_What to produce_. Copy the lines below word for word, but leave out the pictures.

_Data in this exercise_.
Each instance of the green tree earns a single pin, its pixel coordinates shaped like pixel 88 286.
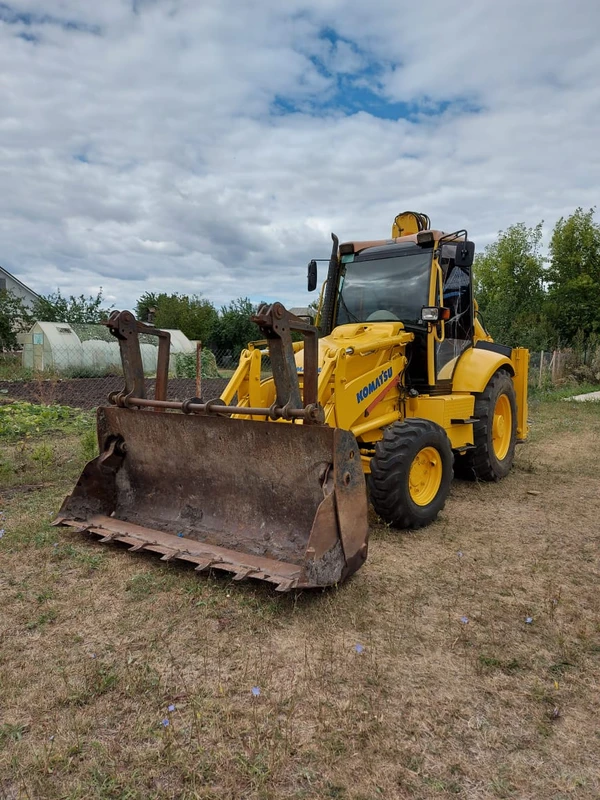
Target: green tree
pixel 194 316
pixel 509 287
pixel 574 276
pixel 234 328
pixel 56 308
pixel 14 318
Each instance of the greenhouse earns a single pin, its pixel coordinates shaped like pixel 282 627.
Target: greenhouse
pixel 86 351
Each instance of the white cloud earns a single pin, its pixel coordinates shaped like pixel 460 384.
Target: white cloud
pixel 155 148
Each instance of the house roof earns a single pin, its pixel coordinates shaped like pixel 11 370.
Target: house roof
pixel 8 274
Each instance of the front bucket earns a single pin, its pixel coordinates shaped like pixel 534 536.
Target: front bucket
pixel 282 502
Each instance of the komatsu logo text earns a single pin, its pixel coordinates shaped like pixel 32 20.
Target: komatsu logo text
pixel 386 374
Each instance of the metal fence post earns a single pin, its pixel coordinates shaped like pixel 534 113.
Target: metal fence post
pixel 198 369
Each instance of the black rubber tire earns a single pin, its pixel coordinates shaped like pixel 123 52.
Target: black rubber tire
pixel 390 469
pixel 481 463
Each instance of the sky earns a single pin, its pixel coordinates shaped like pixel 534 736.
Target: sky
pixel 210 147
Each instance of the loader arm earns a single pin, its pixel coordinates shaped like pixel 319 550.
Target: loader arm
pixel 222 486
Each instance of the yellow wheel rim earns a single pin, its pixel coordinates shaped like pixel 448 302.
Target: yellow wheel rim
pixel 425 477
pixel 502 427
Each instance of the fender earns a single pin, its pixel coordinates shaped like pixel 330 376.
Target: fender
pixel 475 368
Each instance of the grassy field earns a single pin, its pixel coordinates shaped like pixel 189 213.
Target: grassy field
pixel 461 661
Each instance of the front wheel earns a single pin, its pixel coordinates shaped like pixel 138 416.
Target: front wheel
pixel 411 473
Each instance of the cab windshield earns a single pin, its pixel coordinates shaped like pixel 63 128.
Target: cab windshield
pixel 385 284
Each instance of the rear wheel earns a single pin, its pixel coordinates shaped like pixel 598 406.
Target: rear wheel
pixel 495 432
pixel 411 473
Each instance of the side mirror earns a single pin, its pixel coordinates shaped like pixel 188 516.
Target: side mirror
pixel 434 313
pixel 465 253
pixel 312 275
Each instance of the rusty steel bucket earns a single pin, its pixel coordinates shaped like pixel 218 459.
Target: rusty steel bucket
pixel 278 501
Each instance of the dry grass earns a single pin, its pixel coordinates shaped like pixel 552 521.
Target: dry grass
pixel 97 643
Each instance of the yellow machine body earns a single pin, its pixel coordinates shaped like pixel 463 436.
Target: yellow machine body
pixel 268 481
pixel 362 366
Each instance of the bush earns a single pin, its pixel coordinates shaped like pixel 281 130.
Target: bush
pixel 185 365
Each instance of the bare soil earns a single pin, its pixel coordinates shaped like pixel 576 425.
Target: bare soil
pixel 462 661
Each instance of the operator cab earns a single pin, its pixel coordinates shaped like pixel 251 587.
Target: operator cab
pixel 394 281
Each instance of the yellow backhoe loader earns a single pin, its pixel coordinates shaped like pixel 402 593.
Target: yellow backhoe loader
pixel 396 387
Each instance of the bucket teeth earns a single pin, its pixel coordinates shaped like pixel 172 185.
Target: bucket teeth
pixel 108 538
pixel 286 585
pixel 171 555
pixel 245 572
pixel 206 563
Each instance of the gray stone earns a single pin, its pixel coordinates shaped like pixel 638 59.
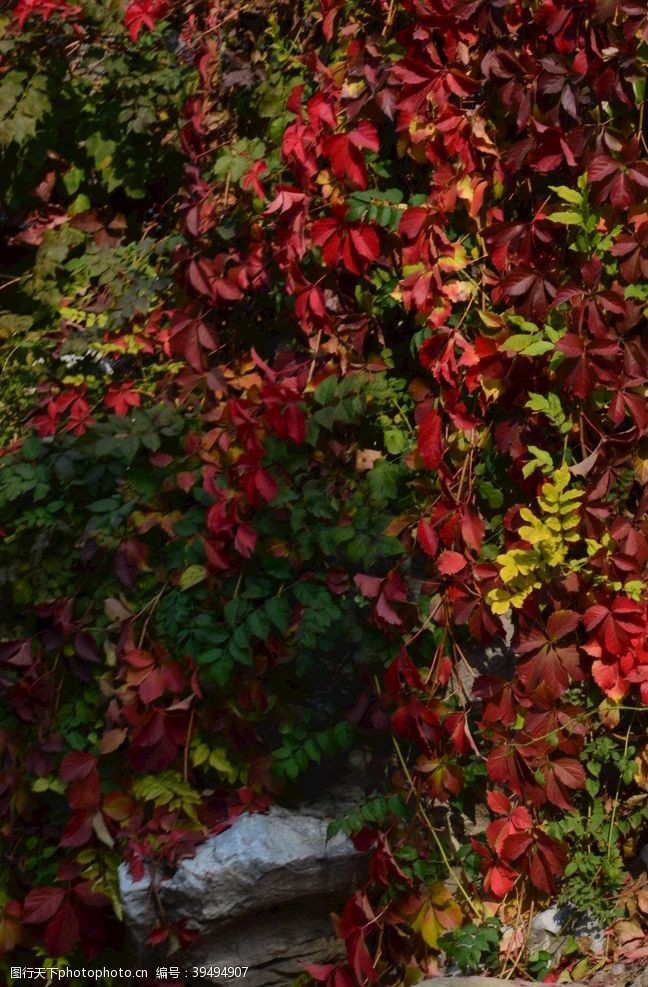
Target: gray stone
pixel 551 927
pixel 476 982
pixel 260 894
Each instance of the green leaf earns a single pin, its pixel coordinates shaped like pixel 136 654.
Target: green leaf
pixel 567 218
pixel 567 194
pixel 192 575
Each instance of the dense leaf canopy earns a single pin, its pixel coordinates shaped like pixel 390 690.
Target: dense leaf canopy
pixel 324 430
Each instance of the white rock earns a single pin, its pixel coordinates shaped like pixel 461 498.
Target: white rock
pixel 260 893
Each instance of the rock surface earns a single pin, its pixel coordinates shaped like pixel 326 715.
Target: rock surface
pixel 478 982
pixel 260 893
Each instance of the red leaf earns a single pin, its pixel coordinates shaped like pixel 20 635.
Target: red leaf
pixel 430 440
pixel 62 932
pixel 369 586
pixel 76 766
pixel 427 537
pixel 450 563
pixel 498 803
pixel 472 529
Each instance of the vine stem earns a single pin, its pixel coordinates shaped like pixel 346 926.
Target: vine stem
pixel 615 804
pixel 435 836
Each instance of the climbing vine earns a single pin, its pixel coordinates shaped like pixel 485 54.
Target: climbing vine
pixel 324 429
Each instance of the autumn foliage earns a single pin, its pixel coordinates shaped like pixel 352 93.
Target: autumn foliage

_Solution to this problem_.
Each instance of the green tree earns a single pin, its pixel coordinates shaped like pixel 88 286.
Target: green tree
pixel 194 316
pixel 509 287
pixel 574 276
pixel 234 328
pixel 56 308
pixel 14 318
Each instance of the greenhouse earns a single pin, its pixel coordinates shaped like pixel 282 627.
Target: greenhouse
pixel 86 351
Each instance of the white cloud earns a single pin, its pixel coordinates shaped like pixel 460 384.
Target: white cloud
pixel 155 148
Each instance of the house roof earns a single pin, its pixel coordinates shaped like pixel 11 370.
Target: house roof
pixel 8 274
Each instance of the front bucket earns a single pin, its pixel coordinates shaped like pixel 534 536.
Target: front bucket
pixel 282 502
Each instance of the komatsu logo text earns a single pin, its pixel coordinates shaped like pixel 32 20.
Target: komatsu logo text
pixel 386 374
Each instance of the metal fence post earns a single pin, its pixel coordinates shaped like pixel 534 113.
Target: metal fence post
pixel 198 369
Each instance of the black rubber tire earns a single pin, its pixel coordinates shaped like pixel 123 52.
Target: black rubber tire
pixel 390 469
pixel 481 463
Each instance of the sky earns a single pin, its pixel coordinates shaped like pixel 534 736.
Target: sky
pixel 210 147
Each instance of the loader arm earns a single pin, its pixel coordinates shaped like pixel 319 550.
Target: loader arm
pixel 222 486
Each instance of the yellow wheel rim earns a single pin, its pixel coordinates shaped like pixel 448 302.
Target: yellow wheel rim
pixel 425 477
pixel 502 427
Each instance of the fender earns a single pin, its pixel coordinates shaped like pixel 330 376.
Target: fender
pixel 475 368
Each instance of the grassy field earns a single pin, its pixel coordinates shaped like pixel 189 213.
Target: grassy field
pixel 461 661
Each instance of the front wheel earns a single pin, its pixel coordinates shaped like pixel 138 416.
Target: front wheel
pixel 411 473
Each instance of the cab windshield earns a single pin, its pixel coordinates shaped like pixel 63 128.
Target: cab windshield
pixel 385 284
Each instance of the rear wheel earns a single pin, its pixel coordinates shaped like pixel 598 406.
Target: rear wheel
pixel 495 432
pixel 411 473
Each instance of the side mirror earns a single pin, its pixel coordinates shaped like pixel 188 516.
Target: side mirror
pixel 434 313
pixel 465 253
pixel 312 275
Each instance of the rusty steel bucket earns a single pin, its pixel coordinates shaped like pixel 218 459.
Target: rusty steel bucket
pixel 278 501
Each instance of the dry grass earns a single pin, its pixel coordinates shaped like pixel 552 521.
Target: dry grass
pixel 97 643
Each instance of the yellow machine body earns a single pin, its pixel coordinates shaped like pixel 463 436.
Target: yellow machine body
pixel 268 481
pixel 362 366
Each instance of the bush earns a single pin, its pixel coordinates shaped like pixel 281 130.
Target: bush
pixel 185 365
Each instance of the bare soil earns a single pin, its pixel coordinates shaped like pixel 576 425.
Target: bare soil
pixel 462 661
Each instance of the operator cab earns a single pin, its pixel coordinates shaped like pixel 251 587.
Target: operator cab
pixel 394 281
Each instance of the yellow backhoe loader earns a single pin, its pixel coordinates shaped like pixel 402 593.
Target: yellow backhoe loader
pixel 396 387
Each instance of the bucket teeth earns a single pin, its pixel coordinates shaped like pixel 172 185.
Target: bucket teeth
pixel 108 538
pixel 286 585
pixel 171 555
pixel 245 572
pixel 206 563
Each instance of the gray stone earns a single pin, its pixel coordinates shaped like pixel 638 59.
Target: gray stone
pixel 551 927
pixel 476 982
pixel 260 894
Each instance of the green leaf earns a single pin, its pixel coordinates shaped like pixel 136 654.
Target: green leaf
pixel 567 218
pixel 567 194
pixel 192 575
Each instance of the dense leaf canopy earns a single pin, its pixel coordinates shaped like pixel 390 690.
Target: dense leaf canopy
pixel 324 430
Each instance of the white rock earns a single pin, its pixel coordinates shaped like pixel 461 498.
Target: white rock
pixel 260 893
Each instance of the rock surface earns a single pin, its pixel coordinates shaped like pixel 326 715.
Target: rock surface
pixel 478 982
pixel 260 893
Each instance of the red leaf earns a single pin, its pixel coordinates shaped like pixel 20 635.
Target: red leaf
pixel 430 440
pixel 62 932
pixel 369 586
pixel 76 766
pixel 427 537
pixel 450 563
pixel 498 803
pixel 472 529
Each instance of the vine stem earns a single pin, its pixel coordinates shaped like pixel 346 926.
Target: vine stem
pixel 615 804
pixel 435 836
Each instance of the climbing vine earns a single pin, its pixel coordinates shaped like pixel 485 54.
Target: climbing vine
pixel 324 429
Each instance of the autumn foliage earns a single pin, its pixel coordinates shaped like pixel 352 93.
Target: autumn foliage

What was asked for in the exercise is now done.